*** Opening of Selected extract ***

The Pogues are an English or Anglo-Irish Celtic punk band fronted by Shane MacGowan and others, founded in King's Cross, London in 1982, as Pogue Mahone – the anglicisation of the Irish Gaelic póg mo thóin, meaning 'kiss my arse'.

The band reached international prominence in the 1980s and early 1990s, recording several hit albums and singles. MacGowan left the band in 1991 owing to drinking problems, but the band continued – first with Joe Strummer and then with Spider Stacy on vocals – before breaking up in 1996. The Pogues re-formed in late 2001, and played regularly across the UK and Ireland and on the US East Coast, until dissolving again in 2014. The group did not record any new material during this second incarnation. Following MacGowan's death in 2023, Stacy along with other surviving members Jem Finer and James Fearnley reformed the band and announced a tour of the UK and Ireland for 2025.

*** Close of Selected extract ***
*** Opening of Provided records ***

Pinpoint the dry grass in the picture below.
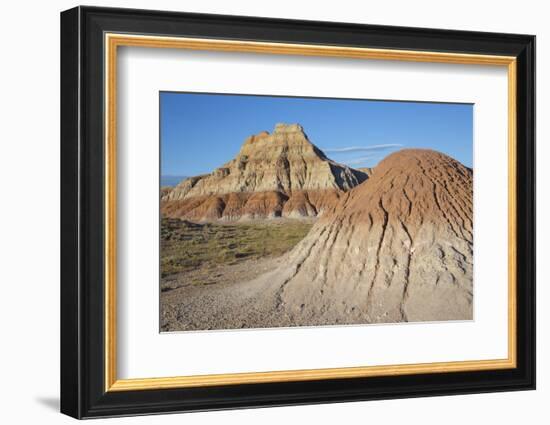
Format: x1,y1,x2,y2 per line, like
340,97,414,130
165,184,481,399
161,218,313,278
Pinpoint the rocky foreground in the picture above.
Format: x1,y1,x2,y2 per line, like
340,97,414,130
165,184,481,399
161,150,473,330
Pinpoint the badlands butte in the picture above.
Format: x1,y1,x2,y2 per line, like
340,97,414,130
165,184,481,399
161,124,473,331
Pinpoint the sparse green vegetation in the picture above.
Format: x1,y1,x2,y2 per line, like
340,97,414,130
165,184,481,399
160,218,313,278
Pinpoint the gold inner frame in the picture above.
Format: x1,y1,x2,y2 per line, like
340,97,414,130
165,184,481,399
104,33,517,391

*** Close of Provided records ***

What is required:
Answer these from the text about The Pogues:
(a) In what part of London was the band founded?
(b) What reason does the text give for MacGowan leaving the band in 1991?
(c) Which surviving members re-formed the band after MacGowan's death in 2023?

Output of the exercise:
(a) King's Cross
(b) Drinking problems
(c) Spider Stacy, Jem Finer and James Fearnley